===== Excerpt =====

CycleGan - Turn off training

morning all,

I was looking at a Keras cycleGan and they use the following parameters to deactivate training in the combined model of generator1 -> discriminator 1 -> generator ->2

def define_composite_model(g_model_1, d_model, g_model_2, image_shape):
	# ensure the model we're updating is trainable
	g_model_1.trainable = True
	# mark discriminator as not trainable
	d_model.trainable = False
	# mark other generator model as not trainable
	g_model_2.trainable = False
	# discriminator element

Would the equilant be:

g_model_2=g_model_2.train(mode=false)

where g_model_2 is defined by a class? if so why do i get the error message???

TypeError: train() missing 1 required positional argument: ‘self’

thanks in advance.

Chaslie

Most likely model.train() is not corresponding to the trainable argument in Keras.
model.train() and model.eval() switches the behavior of some modules, e.g. it’ll disable dropout during eval and use the running stats in batchnorm layers.
If you want to freeze parameters, you can set param.requires_grad=False.
However, note that optimizers with running estimates or momentum can still update these parameters even if the gradient is zero.

Hi Ptrblck,

would

with torch.no_grad():

for that particuler training block work?

with torch.no_grad() would work, if you don’t need any gradients in parameters, which are used before this block, since the no_grad() guard would not create the computation graph for this section.

Here is a small example:

# setup
lin1 = nn.Linear(1, 1)

===== Given data =====

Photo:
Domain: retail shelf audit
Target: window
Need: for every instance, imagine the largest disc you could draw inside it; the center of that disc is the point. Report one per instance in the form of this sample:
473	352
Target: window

=====
===== Given data =====

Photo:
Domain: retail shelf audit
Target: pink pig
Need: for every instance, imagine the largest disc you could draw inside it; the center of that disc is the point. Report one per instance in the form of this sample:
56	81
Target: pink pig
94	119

=====
===== Given data =====

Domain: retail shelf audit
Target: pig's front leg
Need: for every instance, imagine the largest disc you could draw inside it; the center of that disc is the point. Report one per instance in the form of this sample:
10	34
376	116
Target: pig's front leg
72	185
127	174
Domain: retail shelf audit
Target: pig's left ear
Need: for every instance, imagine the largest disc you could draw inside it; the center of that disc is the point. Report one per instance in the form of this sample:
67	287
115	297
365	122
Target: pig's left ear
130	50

=====

- Problem 1 -
From the CycleGAN thread, copy out the passage from "g_model_2=g_model_2.train(mode=false)" to "argument in Keras.".
- Problem 2 -
Translate this sentence from the CycleGAN thread into Spanish: "However, note that optimizers with running estimates or momentum can still update these parameters even if the gradient is zero."

- Exercise solution 1 -
g_model_2=g_model_2.train(mode=false)

where g_model_2 is defined by a class? if so why do i get the error message???

TypeError: train() missing 1 required positional argument: ‘self’

thanks in advance.

Chaslie

Most likely model.train() is not corresponding to the trainable argument in Keras.

- Exercise solution 2 -
Sin embargo, ten en cuenta que los optimizadores con estimaciones móviles o momento aún pueden actualizar estos parámetros incluso si el gradiente es cero.